— WRITTEN REQUEST 1 —
In the report on the property trust below, who is the fund manager?
— WRITTEN REQUEST 2 —
List every dollar amount given in the report on the property trust below.
— WRITTEN REQUEST 3 —
Carry on the report on the property trust below, starting after its last sentence.
___ TEXT TO READ
The trust, which specialises in buying properties with long leases, has pushed into areas including petrol stations but is also snapping up city buildings occupied by blue chip tenants.

The fund is part of the expanding Charter Hall empire and also expanded its telco exchange portfolio with the acquisition of Telstra’s Pitt Street, Sydney CBD telco exchange. At the end of the half it also bought a 50 per cent ­interest in the David Jones flagship Elizabeth Street store in the Sydney CBD.

Fund manager Avi Anger said the trust had also diversified and improved the resilience of the portfolio by extending its partnership with BP, acquiring an interest in 70 Long WALE triple-net convenience retail properties in NZ.

The trust lifted operating earnings per share by 3.6 per cent to 14.5c and the distributions followed suit as it turned in a half-year profit, including moves in the value of its portfolio, of $198.6m.

The trust raised $388m of new equity as it took the size of its property portfolio to $4.5bn via $697m of acquisitions and a $150m net property valuation lift.
______
___ RAW RECORDS
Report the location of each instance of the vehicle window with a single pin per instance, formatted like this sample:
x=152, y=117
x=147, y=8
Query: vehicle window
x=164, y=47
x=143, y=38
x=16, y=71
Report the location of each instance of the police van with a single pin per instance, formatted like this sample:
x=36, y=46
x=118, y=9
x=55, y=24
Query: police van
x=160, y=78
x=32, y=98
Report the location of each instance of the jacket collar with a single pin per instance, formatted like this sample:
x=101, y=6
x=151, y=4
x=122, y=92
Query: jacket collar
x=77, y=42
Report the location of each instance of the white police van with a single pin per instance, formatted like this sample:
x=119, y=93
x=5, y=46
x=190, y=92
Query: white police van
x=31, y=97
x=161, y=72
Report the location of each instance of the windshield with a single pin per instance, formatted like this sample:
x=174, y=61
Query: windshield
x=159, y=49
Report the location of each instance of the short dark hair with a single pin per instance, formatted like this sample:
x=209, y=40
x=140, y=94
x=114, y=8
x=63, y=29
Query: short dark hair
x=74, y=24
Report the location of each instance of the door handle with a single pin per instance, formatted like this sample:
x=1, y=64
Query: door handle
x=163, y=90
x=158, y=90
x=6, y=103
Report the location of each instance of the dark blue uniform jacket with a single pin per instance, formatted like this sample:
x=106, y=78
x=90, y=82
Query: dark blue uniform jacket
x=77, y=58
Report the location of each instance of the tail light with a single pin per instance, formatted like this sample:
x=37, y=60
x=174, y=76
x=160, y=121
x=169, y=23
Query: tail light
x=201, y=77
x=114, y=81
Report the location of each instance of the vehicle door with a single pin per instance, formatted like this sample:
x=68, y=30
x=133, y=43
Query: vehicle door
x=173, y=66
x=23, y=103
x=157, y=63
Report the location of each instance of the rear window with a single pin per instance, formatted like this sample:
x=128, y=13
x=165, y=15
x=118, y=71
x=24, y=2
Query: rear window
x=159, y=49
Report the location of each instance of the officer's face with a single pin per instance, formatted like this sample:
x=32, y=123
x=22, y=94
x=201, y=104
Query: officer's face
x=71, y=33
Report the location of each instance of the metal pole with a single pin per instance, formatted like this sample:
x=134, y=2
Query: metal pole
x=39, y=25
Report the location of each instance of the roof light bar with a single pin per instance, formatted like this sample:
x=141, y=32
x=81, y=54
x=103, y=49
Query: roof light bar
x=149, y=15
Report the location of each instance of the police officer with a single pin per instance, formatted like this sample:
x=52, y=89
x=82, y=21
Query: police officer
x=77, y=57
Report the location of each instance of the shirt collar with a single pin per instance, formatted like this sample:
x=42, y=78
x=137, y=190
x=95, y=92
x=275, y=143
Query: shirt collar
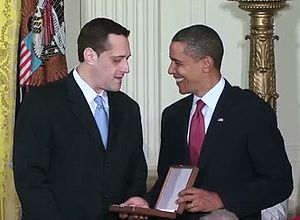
x=212, y=96
x=88, y=92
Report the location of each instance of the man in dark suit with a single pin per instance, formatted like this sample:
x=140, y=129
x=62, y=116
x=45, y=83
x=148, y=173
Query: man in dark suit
x=64, y=168
x=243, y=166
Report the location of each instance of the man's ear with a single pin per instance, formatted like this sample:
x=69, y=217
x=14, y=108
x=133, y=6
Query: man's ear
x=208, y=63
x=89, y=56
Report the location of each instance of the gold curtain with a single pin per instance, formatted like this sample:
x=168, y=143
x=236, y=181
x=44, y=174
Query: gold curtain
x=9, y=34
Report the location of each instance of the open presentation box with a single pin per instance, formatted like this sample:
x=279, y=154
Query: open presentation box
x=178, y=179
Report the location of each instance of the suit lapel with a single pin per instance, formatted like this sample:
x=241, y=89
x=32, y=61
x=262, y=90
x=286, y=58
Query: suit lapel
x=81, y=108
x=115, y=119
x=216, y=128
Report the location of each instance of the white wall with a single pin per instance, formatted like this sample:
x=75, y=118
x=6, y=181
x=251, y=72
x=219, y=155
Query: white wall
x=153, y=23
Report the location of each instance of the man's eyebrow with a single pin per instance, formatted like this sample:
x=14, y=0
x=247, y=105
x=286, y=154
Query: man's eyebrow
x=176, y=60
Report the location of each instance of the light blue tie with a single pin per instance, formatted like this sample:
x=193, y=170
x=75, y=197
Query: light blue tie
x=101, y=118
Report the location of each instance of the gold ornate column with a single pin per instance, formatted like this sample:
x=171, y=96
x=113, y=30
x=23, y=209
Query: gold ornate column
x=9, y=35
x=262, y=77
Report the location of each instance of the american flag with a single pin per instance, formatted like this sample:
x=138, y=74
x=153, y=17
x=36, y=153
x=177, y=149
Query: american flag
x=42, y=42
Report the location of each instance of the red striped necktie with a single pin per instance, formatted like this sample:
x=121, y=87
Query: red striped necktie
x=197, y=133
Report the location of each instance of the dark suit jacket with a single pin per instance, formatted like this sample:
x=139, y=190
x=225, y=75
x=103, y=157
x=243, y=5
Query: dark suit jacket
x=243, y=157
x=61, y=168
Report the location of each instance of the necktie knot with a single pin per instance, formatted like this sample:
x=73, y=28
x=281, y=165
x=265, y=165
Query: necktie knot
x=200, y=105
x=197, y=133
x=101, y=118
x=99, y=101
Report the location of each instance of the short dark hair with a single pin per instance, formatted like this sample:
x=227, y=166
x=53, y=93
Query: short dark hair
x=94, y=35
x=201, y=41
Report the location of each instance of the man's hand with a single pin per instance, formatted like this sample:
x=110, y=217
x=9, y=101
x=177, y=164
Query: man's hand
x=134, y=201
x=199, y=200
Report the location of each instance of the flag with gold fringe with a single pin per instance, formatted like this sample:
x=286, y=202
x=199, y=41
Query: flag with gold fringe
x=9, y=37
x=42, y=42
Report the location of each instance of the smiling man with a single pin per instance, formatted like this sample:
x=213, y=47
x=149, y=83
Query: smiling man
x=229, y=133
x=78, y=142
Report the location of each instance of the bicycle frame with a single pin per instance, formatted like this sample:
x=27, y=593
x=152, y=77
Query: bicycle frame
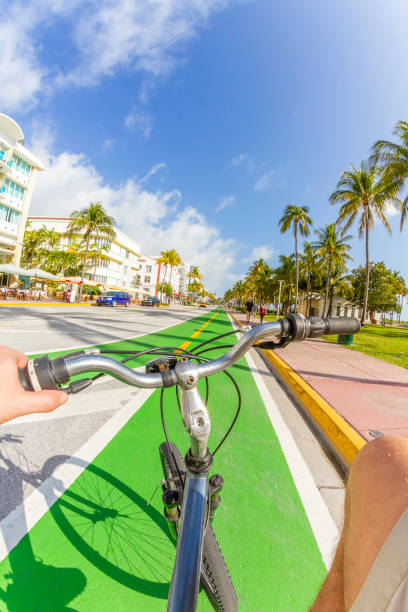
______
— RESPONSE 1 —
Avi Anger

— RESPONSE 2 —
$198.6m, $388m, $4.5bn, $697m, $150m

— RESPONSE 3 —
Mr Anger said the trust was buying long-leased properties with high underlying land value that should provide long-term growth prospects for investors. The two latest Sydney building purchases could become developments in future given their strategic positions.

The portfolio had weighted average lease expiry of 14.1 years and hit a value of $4.5bn, up from $3.6bn at the beginning of the half.

The trust reiterated fiscal 2021 operating earnings per security and distribution per security of no less than 29.1c per security, and analysts tipped it could capitalise on low interest rates to make more acquisitions.

“Given the group’s acquisitive nature, we see potential for additional upside to this given balance sheet capacity,” Macquarie analysts said, noting the balance sheet gearing of 29 per cent was in the middle of the target range.

The fund did not provide an update on its property at Bowen Hills, Queensland, where airline Virgin moved out, leaving it empty and prompting a 45 per cent devaluation.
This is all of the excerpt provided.